Dati in ingresso →
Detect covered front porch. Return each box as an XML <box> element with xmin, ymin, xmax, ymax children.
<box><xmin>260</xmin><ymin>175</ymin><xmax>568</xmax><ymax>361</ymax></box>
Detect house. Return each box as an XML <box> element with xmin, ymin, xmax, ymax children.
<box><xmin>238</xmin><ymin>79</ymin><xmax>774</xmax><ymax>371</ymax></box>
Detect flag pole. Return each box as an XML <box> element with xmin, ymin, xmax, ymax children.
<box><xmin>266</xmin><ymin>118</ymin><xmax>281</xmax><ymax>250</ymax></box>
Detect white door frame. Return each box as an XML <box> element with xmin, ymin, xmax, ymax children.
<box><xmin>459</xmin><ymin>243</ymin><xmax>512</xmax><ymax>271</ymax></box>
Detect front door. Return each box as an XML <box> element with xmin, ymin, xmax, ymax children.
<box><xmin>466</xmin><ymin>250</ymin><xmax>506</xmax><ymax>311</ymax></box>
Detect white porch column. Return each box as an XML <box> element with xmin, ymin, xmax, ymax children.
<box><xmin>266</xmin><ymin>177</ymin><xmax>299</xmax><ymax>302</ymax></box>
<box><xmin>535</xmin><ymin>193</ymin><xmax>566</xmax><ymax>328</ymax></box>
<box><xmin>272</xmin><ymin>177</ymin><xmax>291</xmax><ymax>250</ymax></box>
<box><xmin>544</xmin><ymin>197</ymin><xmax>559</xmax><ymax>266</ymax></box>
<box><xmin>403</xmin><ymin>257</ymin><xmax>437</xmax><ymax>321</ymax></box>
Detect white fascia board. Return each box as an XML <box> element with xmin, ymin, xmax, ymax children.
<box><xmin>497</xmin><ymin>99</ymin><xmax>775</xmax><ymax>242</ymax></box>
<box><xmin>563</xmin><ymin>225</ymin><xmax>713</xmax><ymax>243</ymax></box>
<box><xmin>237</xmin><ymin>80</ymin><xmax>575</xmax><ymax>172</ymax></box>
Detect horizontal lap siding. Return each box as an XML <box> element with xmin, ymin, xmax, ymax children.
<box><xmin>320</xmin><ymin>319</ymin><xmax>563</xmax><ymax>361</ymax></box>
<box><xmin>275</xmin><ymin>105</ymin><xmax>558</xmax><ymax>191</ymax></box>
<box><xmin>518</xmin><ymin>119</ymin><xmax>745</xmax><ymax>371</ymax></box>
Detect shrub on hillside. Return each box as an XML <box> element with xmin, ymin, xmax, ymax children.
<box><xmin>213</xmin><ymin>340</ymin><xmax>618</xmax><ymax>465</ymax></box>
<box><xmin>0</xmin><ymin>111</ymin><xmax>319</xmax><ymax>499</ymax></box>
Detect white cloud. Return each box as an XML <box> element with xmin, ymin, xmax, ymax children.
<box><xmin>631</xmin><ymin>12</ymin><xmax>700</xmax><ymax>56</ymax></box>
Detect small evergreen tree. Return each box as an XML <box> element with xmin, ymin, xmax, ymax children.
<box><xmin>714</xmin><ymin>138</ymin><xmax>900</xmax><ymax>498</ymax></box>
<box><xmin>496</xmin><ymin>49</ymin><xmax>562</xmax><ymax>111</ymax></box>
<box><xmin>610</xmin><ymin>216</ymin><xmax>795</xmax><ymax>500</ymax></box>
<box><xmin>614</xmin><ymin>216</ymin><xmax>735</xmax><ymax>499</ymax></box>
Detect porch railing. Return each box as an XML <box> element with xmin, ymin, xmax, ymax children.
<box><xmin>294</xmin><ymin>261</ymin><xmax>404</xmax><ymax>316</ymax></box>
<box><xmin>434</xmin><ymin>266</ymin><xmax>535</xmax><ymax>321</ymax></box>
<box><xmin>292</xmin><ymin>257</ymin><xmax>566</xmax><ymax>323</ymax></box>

--

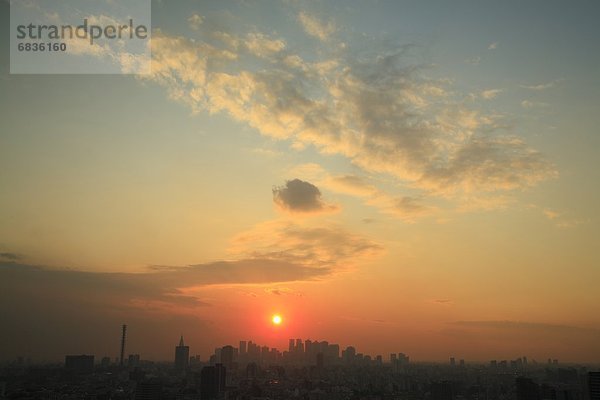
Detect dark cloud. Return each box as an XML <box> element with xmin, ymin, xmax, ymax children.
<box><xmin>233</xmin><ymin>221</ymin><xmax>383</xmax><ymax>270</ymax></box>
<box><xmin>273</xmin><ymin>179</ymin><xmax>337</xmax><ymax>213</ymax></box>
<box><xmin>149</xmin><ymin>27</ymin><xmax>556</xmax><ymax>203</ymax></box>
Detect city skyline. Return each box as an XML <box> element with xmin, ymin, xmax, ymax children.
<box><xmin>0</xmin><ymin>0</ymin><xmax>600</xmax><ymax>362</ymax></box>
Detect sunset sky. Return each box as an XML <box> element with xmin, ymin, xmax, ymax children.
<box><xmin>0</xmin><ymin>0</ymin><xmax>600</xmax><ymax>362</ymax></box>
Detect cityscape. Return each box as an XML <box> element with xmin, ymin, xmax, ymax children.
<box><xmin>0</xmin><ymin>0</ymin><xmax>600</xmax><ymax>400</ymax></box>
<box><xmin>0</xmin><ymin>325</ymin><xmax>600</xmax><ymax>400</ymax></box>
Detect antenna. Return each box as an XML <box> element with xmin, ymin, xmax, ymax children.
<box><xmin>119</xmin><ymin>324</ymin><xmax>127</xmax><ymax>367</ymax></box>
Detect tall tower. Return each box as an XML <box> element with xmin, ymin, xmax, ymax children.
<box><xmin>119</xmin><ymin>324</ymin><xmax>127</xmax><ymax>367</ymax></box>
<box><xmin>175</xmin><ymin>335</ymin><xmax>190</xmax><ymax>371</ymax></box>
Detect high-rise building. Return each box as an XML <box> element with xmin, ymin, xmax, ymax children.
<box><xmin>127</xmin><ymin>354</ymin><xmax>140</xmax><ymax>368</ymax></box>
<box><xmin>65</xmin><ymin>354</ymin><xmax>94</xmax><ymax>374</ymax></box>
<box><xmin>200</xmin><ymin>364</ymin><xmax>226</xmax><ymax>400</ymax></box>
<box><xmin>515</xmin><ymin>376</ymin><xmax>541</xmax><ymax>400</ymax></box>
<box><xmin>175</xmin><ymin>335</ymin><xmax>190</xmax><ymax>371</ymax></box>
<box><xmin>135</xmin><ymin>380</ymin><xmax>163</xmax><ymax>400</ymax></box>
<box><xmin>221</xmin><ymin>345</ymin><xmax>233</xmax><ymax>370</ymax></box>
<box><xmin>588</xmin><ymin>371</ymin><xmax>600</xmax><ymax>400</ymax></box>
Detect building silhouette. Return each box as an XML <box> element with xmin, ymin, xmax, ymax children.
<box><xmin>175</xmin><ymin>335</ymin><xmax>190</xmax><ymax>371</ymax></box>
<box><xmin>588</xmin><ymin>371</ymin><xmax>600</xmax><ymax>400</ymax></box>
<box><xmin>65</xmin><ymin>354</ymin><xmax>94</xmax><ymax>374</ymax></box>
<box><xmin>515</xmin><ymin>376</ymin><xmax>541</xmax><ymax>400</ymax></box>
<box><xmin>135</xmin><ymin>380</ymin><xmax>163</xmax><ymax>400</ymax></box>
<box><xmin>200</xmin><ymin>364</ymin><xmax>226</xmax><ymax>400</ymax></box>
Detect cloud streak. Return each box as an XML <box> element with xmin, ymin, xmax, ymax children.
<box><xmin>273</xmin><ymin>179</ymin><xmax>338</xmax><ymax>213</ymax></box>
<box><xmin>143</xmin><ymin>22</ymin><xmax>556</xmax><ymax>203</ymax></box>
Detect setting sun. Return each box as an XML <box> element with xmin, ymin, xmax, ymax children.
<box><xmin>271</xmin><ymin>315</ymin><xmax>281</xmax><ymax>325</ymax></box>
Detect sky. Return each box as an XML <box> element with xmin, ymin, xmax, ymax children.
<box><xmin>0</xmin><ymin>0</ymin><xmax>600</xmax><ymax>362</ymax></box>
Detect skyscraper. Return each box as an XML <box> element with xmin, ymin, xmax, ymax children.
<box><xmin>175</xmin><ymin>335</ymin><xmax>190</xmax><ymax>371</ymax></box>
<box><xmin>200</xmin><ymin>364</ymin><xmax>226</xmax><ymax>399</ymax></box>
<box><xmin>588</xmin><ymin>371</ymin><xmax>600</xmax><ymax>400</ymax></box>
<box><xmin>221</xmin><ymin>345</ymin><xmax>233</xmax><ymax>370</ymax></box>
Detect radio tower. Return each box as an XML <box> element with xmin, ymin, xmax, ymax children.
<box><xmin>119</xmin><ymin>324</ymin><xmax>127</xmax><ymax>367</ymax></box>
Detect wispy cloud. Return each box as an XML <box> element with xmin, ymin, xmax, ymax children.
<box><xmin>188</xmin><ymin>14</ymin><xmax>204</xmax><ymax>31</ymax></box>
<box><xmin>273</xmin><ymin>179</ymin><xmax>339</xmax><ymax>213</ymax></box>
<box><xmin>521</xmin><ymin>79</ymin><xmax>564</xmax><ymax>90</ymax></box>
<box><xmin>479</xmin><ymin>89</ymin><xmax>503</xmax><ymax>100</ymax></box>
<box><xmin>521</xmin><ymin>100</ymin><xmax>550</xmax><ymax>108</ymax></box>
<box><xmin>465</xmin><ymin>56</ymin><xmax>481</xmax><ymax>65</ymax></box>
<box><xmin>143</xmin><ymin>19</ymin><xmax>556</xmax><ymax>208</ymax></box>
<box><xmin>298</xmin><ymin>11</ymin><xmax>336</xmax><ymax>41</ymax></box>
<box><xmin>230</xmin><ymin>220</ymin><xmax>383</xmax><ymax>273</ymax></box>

---

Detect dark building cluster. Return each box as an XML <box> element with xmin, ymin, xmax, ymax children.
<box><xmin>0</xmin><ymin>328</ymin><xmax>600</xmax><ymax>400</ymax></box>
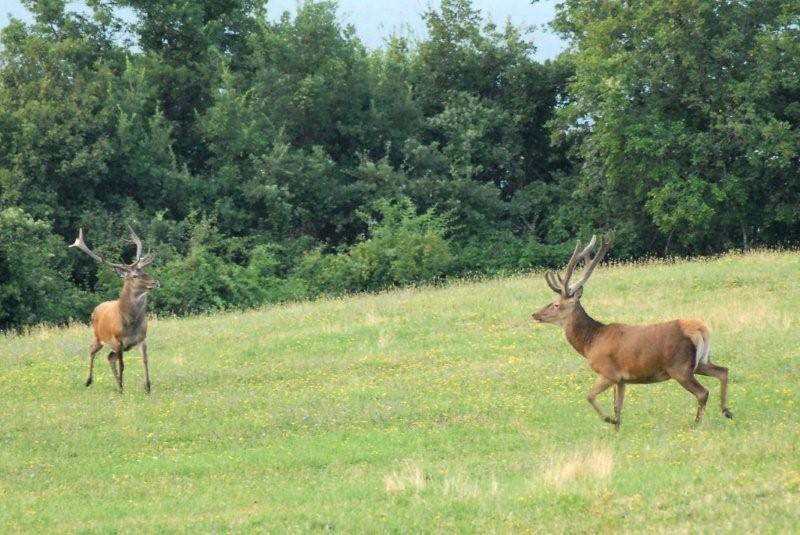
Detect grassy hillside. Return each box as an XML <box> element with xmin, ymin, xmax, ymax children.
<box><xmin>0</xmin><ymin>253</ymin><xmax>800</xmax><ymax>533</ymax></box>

Lavoro richiesto → Trova nei dati ogni riga che contiene la parola "dark" e ricopiala. Maiuscole e minuscole vanno distinte.

Risultato →
Detect dark cloud. Return each box as an XML <box> element with xmin, ymin, xmax, ymax children.
Detect dark building cluster. Return each box as an XML <box> element with xmin, ymin, xmax, ymax children.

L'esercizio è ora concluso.